Restate the entire listing word for word.

- The input
━━━━━━━━━━
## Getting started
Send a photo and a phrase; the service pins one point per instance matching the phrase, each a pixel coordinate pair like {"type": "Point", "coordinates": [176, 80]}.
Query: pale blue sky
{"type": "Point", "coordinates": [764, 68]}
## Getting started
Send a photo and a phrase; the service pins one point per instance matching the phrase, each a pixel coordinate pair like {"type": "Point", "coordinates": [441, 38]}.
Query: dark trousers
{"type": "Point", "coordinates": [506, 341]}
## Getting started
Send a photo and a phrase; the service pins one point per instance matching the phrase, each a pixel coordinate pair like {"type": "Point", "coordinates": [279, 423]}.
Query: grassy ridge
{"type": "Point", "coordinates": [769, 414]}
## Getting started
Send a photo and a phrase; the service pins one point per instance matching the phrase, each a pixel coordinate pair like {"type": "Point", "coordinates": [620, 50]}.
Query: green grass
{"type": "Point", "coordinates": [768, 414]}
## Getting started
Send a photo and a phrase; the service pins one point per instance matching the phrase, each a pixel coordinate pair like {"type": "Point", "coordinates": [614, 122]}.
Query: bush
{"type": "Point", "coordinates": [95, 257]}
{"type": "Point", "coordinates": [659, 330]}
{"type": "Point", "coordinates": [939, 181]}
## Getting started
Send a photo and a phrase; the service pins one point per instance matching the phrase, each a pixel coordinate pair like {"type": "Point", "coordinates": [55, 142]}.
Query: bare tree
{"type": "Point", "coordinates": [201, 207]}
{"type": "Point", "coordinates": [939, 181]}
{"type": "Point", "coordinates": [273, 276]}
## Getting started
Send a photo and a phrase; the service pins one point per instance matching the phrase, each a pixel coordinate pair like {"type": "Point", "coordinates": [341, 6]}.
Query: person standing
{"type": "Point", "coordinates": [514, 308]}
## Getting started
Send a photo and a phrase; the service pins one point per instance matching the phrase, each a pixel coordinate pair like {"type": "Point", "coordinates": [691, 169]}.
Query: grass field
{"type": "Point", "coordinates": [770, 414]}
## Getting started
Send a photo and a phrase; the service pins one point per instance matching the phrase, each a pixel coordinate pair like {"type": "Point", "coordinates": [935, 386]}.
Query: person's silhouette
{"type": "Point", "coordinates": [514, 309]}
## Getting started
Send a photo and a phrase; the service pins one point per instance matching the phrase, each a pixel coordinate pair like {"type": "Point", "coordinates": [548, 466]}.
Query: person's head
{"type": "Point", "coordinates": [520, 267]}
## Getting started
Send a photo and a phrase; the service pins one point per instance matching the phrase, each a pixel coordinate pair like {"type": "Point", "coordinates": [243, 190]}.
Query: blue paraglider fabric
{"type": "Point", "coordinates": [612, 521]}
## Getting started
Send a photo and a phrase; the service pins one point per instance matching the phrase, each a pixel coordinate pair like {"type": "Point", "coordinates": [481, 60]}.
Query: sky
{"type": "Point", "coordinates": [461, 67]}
━━━━━━━━━━
- Answer for the task
## Getting started
Send a photo and a phrase; the service pins one point per instance matching the phrase, each a pixel coordinate pair like {"type": "Point", "coordinates": [176, 80]}.
Query: pale blue sky
{"type": "Point", "coordinates": [764, 68]}
## Getting started
Send a photo and a phrase; the service pins one point per instance matching the phrase, each a pixel coordinate pair like {"type": "Point", "coordinates": [441, 38]}.
Query: dark trousers
{"type": "Point", "coordinates": [506, 341]}
## Getting started
Send a photo and a phrase; the service pins one point per instance matching the phrase, each a pixel coordinate pair like {"type": "Point", "coordinates": [279, 423]}.
Query: grassy ridge
{"type": "Point", "coordinates": [769, 414]}
## Getting started
Send a photo and a phrase; the service pins one point per instance matching the phrase, each a pixel coordinate pair like {"type": "Point", "coordinates": [620, 50]}.
Query: green grass
{"type": "Point", "coordinates": [768, 414]}
## Getting started
Send a photo and a phrase; the service pins one point per instance matching the phrase, each a pixel coordinate pair like {"type": "Point", "coordinates": [614, 122]}.
Query: bush
{"type": "Point", "coordinates": [95, 257]}
{"type": "Point", "coordinates": [659, 330]}
{"type": "Point", "coordinates": [939, 181]}
## Getting started
Send a photo and a phrase; the service pins one point per instance matching the phrase, each a pixel coordinate pair like {"type": "Point", "coordinates": [55, 142]}.
Query: bare tree
{"type": "Point", "coordinates": [201, 207]}
{"type": "Point", "coordinates": [939, 181]}
{"type": "Point", "coordinates": [273, 276]}
## Getting started
Send a photo and a phrase; the service pins one point per instance matching the phrase, each a pixel coordinate pair like {"type": "Point", "coordinates": [341, 6]}.
Query: person standing
{"type": "Point", "coordinates": [514, 308]}
## Getting started
Send a photo and a phrase; the service pins one point per instance matching the phrase, each a pixel coordinate pair like {"type": "Point", "coordinates": [691, 169]}.
Query: grass field
{"type": "Point", "coordinates": [770, 414]}
## Getting started
Send a photo and a phrase; the service pins one point per instance matching the phrase, each a pixel coordinate pair like {"type": "Point", "coordinates": [935, 386]}.
Query: person's silhouette
{"type": "Point", "coordinates": [514, 309]}
## Getting started
Send a photo and a phrase; the service pins one point per instance matching the phrase, each a pixel coordinate pair like {"type": "Point", "coordinates": [548, 466]}.
Query: person's head
{"type": "Point", "coordinates": [520, 267]}
## Getting started
Send a photo and a phrase; the service pins one point per instance matching the phrase, each a pixel coordinate pair like {"type": "Point", "coordinates": [243, 190]}.
Query: blue paraglider fabric
{"type": "Point", "coordinates": [612, 521]}
## Getting started
Send a photo and a phrase; the service pins one point per instance matching the phrase, each a pixel coordinate pair like {"type": "Point", "coordinates": [481, 60]}.
Query: sky
{"type": "Point", "coordinates": [461, 67]}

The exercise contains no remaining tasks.